+++ Material shown +++

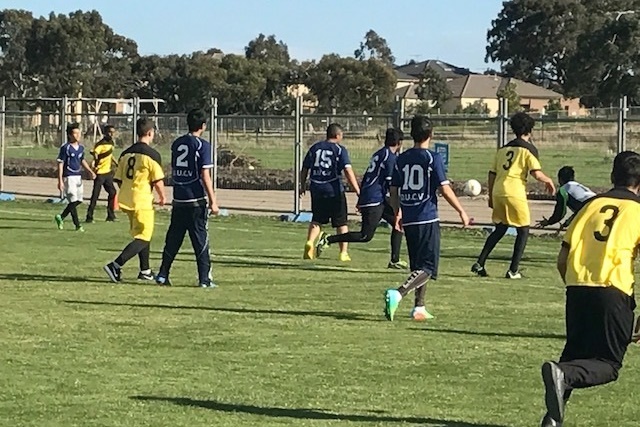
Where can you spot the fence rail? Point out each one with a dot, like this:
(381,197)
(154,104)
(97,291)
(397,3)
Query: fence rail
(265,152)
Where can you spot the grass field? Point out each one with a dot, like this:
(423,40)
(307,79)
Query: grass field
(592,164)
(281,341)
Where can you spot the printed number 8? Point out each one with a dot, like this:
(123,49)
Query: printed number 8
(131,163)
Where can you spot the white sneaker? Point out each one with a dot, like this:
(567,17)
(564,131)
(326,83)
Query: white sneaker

+++
+++ Material shown +++

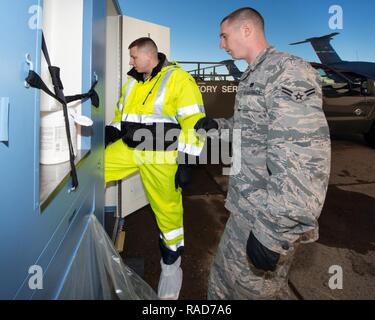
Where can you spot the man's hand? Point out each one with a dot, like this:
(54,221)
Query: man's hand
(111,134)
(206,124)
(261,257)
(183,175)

+++

=== Exercise prompt ===
Repeat, character for character, the lines of the material above from the line with "Query: printed number 8" through the line with "Query: white sneaker".

=== Exercise answer ===
Query: printed number 8
(131,163)
Where can you spot the white sneaker? Point out each one with a dot, like this:
(567,17)
(564,131)
(326,83)
Query: white sneaker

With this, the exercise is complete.